• Given data
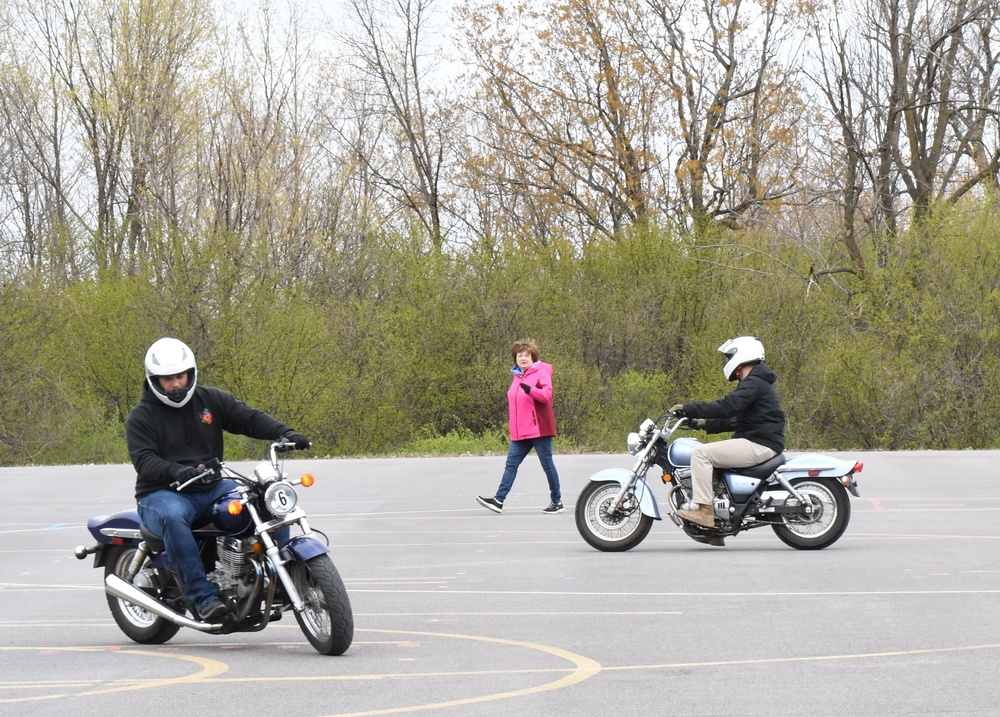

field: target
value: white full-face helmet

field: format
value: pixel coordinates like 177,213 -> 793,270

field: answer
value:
146,338 -> 198,408
719,336 -> 764,381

• Brief
Echo every entry above line for line, but leave out the pictures.

• Complete answer
field: target
value: white full-face helmet

field: format
value: pixel coordinates like 177,213 -> 793,270

field: answer
value:
146,338 -> 198,408
719,336 -> 764,381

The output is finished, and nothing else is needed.